#### Instructions for the task
Your output should be the lines from the one with "For each instance of the white surplice" through the last line of the records below, exactly as written, minus the pictures.

***** The data *****

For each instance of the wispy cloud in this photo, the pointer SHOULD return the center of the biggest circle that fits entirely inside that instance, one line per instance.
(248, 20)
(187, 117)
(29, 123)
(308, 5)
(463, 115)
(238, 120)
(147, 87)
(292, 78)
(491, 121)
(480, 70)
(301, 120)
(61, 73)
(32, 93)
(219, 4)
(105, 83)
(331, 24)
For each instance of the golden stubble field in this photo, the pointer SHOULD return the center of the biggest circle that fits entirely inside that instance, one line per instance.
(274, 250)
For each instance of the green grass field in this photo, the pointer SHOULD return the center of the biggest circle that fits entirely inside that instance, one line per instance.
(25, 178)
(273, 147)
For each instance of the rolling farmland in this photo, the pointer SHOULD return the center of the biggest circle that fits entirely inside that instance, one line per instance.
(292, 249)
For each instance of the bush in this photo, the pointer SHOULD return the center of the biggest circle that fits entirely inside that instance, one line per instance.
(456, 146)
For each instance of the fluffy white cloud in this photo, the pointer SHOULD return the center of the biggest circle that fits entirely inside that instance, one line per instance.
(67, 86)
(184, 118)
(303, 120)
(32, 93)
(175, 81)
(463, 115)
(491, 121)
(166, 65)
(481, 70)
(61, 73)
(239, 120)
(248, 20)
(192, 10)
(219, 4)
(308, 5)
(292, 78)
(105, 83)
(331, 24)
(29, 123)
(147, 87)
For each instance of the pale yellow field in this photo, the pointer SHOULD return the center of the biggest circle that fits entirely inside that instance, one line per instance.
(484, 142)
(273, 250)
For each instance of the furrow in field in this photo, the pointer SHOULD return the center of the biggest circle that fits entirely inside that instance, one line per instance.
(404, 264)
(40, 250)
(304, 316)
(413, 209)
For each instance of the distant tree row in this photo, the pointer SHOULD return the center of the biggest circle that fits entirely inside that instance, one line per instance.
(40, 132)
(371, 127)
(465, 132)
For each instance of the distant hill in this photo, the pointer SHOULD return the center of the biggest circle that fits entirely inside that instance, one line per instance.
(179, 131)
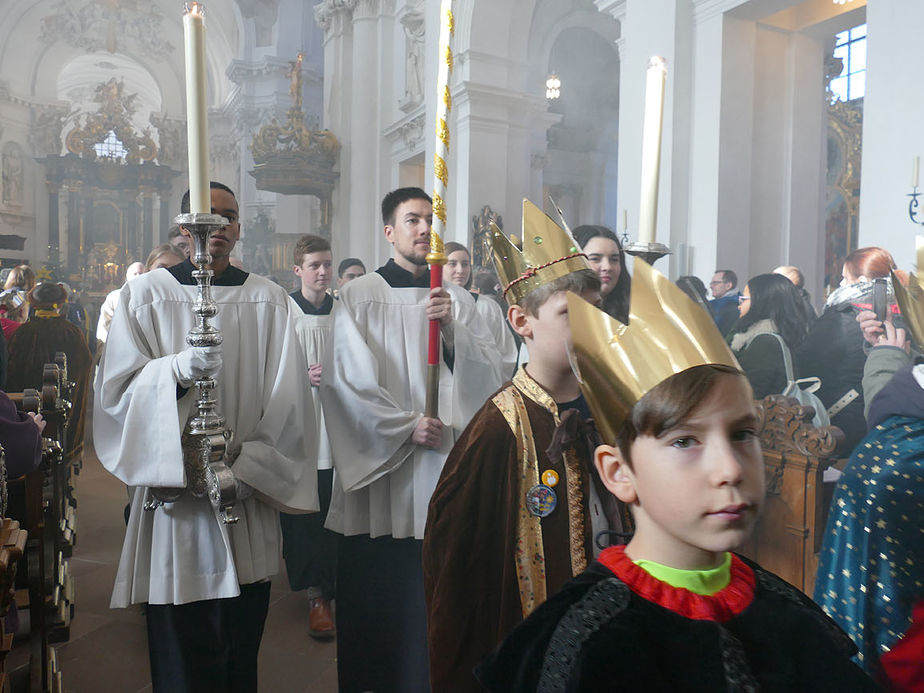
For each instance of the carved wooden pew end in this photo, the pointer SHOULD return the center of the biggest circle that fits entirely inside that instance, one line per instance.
(788, 535)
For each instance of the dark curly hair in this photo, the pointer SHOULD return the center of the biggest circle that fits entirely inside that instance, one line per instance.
(615, 303)
(774, 297)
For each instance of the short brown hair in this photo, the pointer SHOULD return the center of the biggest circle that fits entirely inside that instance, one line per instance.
(871, 262)
(308, 244)
(669, 403)
(578, 282)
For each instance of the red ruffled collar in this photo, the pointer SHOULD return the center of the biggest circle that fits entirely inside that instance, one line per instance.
(721, 606)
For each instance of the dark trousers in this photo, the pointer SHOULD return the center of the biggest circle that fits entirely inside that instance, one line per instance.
(381, 616)
(310, 551)
(210, 645)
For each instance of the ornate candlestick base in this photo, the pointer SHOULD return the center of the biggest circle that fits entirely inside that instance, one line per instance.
(206, 439)
(649, 252)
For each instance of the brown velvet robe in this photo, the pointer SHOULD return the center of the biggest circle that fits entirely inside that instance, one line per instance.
(481, 575)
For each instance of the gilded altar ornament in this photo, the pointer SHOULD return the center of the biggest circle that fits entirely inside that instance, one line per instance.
(548, 252)
(292, 159)
(618, 364)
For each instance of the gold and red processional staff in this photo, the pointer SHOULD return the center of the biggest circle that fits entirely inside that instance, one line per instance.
(436, 258)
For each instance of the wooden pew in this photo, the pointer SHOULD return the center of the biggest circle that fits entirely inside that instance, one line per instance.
(788, 535)
(50, 518)
(12, 547)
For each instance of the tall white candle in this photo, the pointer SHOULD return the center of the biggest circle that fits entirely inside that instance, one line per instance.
(651, 148)
(197, 133)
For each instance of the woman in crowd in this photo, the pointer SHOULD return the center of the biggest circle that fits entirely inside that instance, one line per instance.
(165, 255)
(695, 289)
(459, 272)
(20, 277)
(769, 306)
(609, 261)
(833, 350)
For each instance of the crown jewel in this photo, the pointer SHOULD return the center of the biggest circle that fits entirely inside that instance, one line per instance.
(548, 253)
(618, 364)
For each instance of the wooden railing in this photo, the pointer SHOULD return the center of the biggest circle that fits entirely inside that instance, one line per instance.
(50, 519)
(788, 535)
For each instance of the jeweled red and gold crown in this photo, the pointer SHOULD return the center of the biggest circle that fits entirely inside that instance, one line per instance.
(549, 252)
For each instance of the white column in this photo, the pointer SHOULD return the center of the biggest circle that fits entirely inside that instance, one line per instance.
(892, 132)
(336, 21)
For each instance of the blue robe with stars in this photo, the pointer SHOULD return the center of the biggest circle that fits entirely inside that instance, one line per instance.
(871, 567)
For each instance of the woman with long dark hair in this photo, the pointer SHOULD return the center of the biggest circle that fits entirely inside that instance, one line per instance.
(609, 261)
(768, 306)
(834, 350)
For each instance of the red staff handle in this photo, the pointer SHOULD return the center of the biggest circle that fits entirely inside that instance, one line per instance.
(433, 351)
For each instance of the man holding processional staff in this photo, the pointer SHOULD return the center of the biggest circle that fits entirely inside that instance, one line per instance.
(389, 445)
(203, 574)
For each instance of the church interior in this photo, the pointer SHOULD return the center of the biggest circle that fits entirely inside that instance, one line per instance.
(787, 140)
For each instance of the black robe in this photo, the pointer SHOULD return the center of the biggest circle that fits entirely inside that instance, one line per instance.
(598, 634)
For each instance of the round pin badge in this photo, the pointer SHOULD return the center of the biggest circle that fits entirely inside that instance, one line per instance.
(541, 500)
(550, 478)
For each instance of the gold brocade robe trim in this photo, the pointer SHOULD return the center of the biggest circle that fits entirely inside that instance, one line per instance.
(530, 554)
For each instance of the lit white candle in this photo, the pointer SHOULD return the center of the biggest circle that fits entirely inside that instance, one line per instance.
(197, 133)
(651, 149)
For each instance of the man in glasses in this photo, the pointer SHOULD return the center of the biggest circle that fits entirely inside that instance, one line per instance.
(724, 303)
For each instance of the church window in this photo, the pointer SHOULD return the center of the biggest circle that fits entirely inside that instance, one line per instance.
(111, 148)
(850, 46)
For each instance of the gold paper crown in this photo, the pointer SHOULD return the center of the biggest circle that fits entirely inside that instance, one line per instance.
(618, 364)
(911, 304)
(548, 253)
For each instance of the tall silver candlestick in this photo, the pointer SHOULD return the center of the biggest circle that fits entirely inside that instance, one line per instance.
(206, 439)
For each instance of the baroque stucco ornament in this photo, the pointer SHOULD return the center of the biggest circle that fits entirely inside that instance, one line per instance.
(114, 115)
(116, 26)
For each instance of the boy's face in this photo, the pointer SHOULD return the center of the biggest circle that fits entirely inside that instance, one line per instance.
(316, 271)
(548, 333)
(696, 490)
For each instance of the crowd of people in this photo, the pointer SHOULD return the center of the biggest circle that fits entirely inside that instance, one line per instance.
(570, 505)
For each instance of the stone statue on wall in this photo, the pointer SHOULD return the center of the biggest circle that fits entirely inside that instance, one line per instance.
(45, 131)
(171, 144)
(413, 23)
(14, 175)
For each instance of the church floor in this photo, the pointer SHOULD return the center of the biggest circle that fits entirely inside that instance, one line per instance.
(107, 650)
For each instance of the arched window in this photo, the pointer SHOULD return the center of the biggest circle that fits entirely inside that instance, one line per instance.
(850, 47)
(111, 148)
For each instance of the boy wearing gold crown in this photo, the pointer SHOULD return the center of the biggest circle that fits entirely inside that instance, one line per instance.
(673, 610)
(509, 522)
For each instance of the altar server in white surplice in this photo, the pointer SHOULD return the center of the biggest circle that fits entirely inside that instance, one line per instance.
(206, 583)
(459, 272)
(387, 454)
(309, 549)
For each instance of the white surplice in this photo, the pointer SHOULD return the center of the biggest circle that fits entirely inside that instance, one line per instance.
(182, 552)
(494, 317)
(314, 333)
(374, 392)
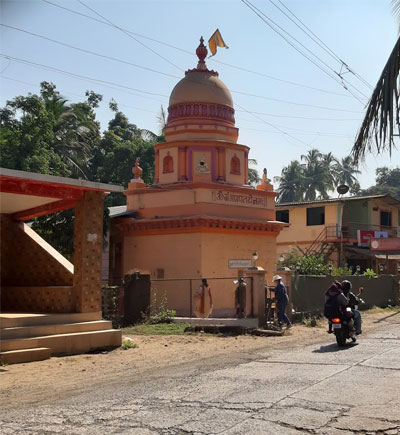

*****

#### Finished task
For each instance of the white surplice in this photo, the pointer SHOULD return the center of the biggest circle that fits entirely inside that instance, one line per instance.
(182, 552)
(494, 317)
(314, 333)
(374, 392)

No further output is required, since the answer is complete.